**GIVEN TASK:** Quote the records below in full, exactly as given, with the images taken out.

--- --- ---

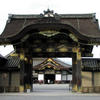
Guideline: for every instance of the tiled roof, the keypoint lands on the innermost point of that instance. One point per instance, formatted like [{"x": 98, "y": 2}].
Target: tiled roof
[
  {"x": 85, "y": 24},
  {"x": 12, "y": 62}
]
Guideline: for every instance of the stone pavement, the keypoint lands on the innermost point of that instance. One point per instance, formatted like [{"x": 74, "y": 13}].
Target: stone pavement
[{"x": 48, "y": 92}]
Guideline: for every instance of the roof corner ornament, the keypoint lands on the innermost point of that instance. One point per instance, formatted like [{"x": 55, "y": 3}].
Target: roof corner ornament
[{"x": 49, "y": 13}]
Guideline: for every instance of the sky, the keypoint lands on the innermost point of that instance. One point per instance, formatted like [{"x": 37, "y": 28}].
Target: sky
[{"x": 38, "y": 6}]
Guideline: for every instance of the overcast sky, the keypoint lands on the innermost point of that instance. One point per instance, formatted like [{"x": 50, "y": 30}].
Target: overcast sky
[{"x": 37, "y": 7}]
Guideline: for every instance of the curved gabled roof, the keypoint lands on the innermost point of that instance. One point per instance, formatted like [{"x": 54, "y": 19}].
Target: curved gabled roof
[{"x": 85, "y": 24}]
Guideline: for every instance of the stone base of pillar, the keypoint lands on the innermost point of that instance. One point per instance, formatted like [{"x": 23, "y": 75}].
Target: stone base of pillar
[
  {"x": 76, "y": 88},
  {"x": 21, "y": 88}
]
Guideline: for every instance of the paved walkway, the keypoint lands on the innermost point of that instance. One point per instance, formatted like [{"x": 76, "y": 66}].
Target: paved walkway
[{"x": 49, "y": 90}]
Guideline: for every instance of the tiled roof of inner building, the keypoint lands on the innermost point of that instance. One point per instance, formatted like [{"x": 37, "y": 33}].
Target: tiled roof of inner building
[
  {"x": 85, "y": 24},
  {"x": 12, "y": 62}
]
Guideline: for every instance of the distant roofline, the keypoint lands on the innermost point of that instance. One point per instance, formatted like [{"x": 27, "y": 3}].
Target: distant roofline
[{"x": 26, "y": 16}]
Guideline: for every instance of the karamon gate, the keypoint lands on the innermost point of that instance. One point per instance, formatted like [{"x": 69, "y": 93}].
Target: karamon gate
[{"x": 51, "y": 35}]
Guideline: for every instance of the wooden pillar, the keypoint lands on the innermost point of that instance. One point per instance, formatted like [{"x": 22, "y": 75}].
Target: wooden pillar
[
  {"x": 76, "y": 70},
  {"x": 28, "y": 71},
  {"x": 22, "y": 65}
]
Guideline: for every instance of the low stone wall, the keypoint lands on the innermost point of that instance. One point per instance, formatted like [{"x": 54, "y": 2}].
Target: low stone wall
[
  {"x": 91, "y": 89},
  {"x": 9, "y": 89},
  {"x": 88, "y": 85}
]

--- --- ---

**COMPLETE OUTPUT:**
Guideline: for every instance of the tiled roof, the keypoint lands on the innermost point of that instance. One point per instance, formatted like [{"x": 98, "y": 2}].
Target: tiled roof
[
  {"x": 85, "y": 24},
  {"x": 12, "y": 62}
]
Guideline: for every instance of the stone pavement, the keypoint lands on the innermost point of that instance. One point per instance, formatted like [{"x": 74, "y": 13}].
Target: stone pavement
[{"x": 48, "y": 92}]
Guideline: for every instance of the roof corner ornament, the keypoint lands on the innermost point of that instance. One point per instance, formatted like [{"x": 55, "y": 3}].
Target: roof corner ornament
[{"x": 49, "y": 13}]
Guideline: for every instance of the sky, the keypoint lands on the innermost point of that instance. One point per instance, formatted like [{"x": 37, "y": 28}].
Target: sky
[{"x": 38, "y": 6}]
Guideline: for every instance of the overcast sky, the keypoint lands on the innermost point of that instance. One point per instance, formatted like [{"x": 50, "y": 30}].
Target: overcast sky
[{"x": 37, "y": 7}]
Guideline: for every instance of the curved gabled roof, the keypoint lands on the innermost point of that instance. One point per instance, formatted like [{"x": 54, "y": 19}].
Target: curved gabled roof
[{"x": 85, "y": 24}]
Guideline: for every instance of the stone base of pillar, the keypoint lands on the innermost point of that instance. One point per instance, formatted like [{"x": 23, "y": 75}].
Target: stone base of pillar
[
  {"x": 76, "y": 88},
  {"x": 21, "y": 88}
]
Guideline: for every instance of the paved walkway, the keypoint lands on the innermost point of that instance. One point per instance, formatted like [{"x": 76, "y": 66}].
Target: paved walkway
[{"x": 49, "y": 90}]
Guideline: for every instance of the tiled roof of inner building, the keypoint lands on the innermost point of that instance. One point per instance, formatted like [{"x": 37, "y": 33}].
Target: tiled roof of inner building
[
  {"x": 85, "y": 24},
  {"x": 12, "y": 62}
]
Guideline: for every instance of the distant roofline, the keypoint lands on the innermost point of that instance. One point per instance, formatted like [{"x": 27, "y": 3}].
Target: distant roofline
[{"x": 26, "y": 16}]
Guideline: for every instance of the karamon gate, the keypoint lands on the innermost point of that instance. One point per instance, formatted like [{"x": 69, "y": 93}].
Target: karamon gate
[{"x": 51, "y": 35}]
Guideline: for every instance of the wooden pillar, the keypoint lands on the innermost point of that instance. One point per instance, formatted like [{"x": 22, "y": 75}].
Target: wooden pillar
[
  {"x": 76, "y": 70},
  {"x": 28, "y": 71},
  {"x": 22, "y": 65}
]
Guideline: for every instance of the low stone wall, the keypoint lands on the innermost point of that instance. One point per instance, formatted like [{"x": 54, "y": 2}].
Target: low stone wall
[
  {"x": 91, "y": 89},
  {"x": 9, "y": 89},
  {"x": 88, "y": 85}
]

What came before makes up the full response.